Exactly reproduce the lines from the line that has "Each instance receives one keypoint. Mark the thick" down to the last line of the entries, inclusive.
--- start Supplied data ---
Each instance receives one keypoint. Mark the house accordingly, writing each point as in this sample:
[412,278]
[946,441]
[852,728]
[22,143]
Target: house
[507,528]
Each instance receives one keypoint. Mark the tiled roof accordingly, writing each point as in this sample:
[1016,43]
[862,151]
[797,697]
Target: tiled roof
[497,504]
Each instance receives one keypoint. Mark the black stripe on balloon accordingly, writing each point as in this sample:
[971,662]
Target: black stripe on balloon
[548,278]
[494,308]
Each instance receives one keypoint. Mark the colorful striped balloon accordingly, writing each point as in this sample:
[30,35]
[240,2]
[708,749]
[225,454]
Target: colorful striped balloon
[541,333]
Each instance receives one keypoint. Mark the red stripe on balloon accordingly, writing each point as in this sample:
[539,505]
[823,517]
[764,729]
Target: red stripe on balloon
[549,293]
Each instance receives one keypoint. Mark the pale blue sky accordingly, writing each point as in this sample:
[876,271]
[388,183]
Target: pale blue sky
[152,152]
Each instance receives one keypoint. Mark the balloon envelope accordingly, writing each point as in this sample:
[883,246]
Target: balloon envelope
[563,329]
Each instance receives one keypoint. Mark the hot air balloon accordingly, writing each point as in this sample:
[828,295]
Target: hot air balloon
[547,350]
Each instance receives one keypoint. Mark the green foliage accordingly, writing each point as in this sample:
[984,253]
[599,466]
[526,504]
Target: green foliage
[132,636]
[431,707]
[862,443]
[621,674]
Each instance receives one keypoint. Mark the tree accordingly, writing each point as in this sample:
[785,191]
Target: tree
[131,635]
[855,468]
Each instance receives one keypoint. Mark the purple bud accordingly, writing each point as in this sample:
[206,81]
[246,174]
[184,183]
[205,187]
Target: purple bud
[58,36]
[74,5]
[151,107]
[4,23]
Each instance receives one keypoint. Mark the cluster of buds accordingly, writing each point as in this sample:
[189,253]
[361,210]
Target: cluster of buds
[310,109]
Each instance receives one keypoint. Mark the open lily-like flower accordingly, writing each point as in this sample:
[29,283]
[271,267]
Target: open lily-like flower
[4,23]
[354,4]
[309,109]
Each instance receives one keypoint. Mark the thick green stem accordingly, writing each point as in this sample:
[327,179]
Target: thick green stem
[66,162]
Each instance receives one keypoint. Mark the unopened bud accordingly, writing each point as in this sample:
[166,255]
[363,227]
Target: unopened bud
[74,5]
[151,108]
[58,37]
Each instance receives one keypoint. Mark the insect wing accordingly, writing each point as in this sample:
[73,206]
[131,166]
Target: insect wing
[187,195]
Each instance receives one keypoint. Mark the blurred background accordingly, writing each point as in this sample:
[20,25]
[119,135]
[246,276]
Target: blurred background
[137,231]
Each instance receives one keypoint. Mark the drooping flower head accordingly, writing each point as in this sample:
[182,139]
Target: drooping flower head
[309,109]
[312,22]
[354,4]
--- end Supplied data ---
▶ **Answer to this exercise**
Each instance receives one keypoint. Mark the thick green stem accordingly, writing each point as in this sample:
[327,179]
Target: thick green stem
[66,162]
Each instance receives one keypoint. Mark the unopened bud accordingly, writing each point as in this sample:
[166,255]
[363,227]
Target: unopened bud
[74,5]
[151,108]
[58,37]
Each instance receives one keypoint. Mark the insect wing accordingly, writing each point as in this sample:
[73,206]
[131,166]
Target: insect wing
[187,195]
Each instance receives one keypoint. Mark the blurred background accordingly, writing each point as in this sample:
[20,25]
[119,135]
[246,276]
Target: blurred background
[137,231]
Each instance receives one keypoint. Mark the drooping flower head accordingly, writing each point as in this sample:
[182,139]
Target: drooping flower head
[309,109]
[312,22]
[354,4]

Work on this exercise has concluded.